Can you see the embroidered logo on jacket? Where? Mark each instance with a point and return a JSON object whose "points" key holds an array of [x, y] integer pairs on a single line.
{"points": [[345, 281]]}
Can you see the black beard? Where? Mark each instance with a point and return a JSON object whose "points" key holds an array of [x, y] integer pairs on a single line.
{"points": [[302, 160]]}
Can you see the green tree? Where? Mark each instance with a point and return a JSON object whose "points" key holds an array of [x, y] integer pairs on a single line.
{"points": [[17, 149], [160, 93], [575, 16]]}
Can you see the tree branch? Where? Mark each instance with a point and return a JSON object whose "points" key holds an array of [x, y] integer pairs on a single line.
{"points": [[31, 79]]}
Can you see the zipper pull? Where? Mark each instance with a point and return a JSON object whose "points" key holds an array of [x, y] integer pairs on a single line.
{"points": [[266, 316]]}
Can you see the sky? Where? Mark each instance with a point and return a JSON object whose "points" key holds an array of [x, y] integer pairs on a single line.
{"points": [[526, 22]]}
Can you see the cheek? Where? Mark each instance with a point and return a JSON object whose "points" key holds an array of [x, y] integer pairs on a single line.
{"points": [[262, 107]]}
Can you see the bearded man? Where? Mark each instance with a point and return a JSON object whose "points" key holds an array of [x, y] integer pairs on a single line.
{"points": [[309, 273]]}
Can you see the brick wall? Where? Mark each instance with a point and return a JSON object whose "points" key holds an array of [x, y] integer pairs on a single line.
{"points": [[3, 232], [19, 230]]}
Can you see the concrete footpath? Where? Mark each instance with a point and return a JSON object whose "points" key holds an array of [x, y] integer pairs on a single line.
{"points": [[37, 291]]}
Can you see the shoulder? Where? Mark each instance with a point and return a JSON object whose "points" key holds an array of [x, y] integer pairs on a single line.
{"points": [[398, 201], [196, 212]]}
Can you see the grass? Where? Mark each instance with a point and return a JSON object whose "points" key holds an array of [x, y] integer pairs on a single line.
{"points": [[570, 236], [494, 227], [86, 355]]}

- - - -

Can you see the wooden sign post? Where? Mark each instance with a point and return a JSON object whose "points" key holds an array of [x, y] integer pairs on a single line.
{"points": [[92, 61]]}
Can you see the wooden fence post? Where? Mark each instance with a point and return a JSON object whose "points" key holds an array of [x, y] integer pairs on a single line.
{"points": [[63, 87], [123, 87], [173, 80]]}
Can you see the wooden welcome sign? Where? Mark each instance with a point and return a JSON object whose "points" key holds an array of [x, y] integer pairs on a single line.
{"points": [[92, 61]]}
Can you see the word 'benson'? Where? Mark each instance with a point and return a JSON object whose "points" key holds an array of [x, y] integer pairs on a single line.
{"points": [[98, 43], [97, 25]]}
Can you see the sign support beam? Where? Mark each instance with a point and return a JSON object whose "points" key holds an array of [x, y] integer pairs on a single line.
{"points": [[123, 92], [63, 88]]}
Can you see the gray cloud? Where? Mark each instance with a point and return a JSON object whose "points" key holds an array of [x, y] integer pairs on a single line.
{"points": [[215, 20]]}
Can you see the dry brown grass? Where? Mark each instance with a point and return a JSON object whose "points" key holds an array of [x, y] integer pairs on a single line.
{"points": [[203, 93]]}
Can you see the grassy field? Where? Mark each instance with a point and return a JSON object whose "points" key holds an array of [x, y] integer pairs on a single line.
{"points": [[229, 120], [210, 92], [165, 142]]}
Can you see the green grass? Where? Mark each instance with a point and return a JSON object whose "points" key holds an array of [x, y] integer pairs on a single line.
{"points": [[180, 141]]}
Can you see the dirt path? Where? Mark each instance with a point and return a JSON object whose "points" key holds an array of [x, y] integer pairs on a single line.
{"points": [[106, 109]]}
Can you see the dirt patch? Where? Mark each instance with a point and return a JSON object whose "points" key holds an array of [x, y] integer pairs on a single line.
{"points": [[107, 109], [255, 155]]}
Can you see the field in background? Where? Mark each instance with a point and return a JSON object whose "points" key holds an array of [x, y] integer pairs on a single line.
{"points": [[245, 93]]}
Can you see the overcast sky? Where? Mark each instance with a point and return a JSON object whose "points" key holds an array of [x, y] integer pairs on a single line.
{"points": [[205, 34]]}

- - - -

OBJECTIVE :: Copy out each line of the items above that contains the string "sign".

ANSWER TO THE PROBLEM ::
Can you see the wooden sign post? Where? Mark each instance with a point and return a JSON object whose "points" key holds an array of [x, y] integer pairs on a single line.
Can you see the wooden welcome sign? Where? Mark each instance with a point and return a JSON object whose "points" key holds an array of [x, y] integer pairs on a single line.
Can you see the sign support beam? Where? Mark each instance with a point and return a JSON object whose "points" key holds an array of [x, y] integer pairs on a single line.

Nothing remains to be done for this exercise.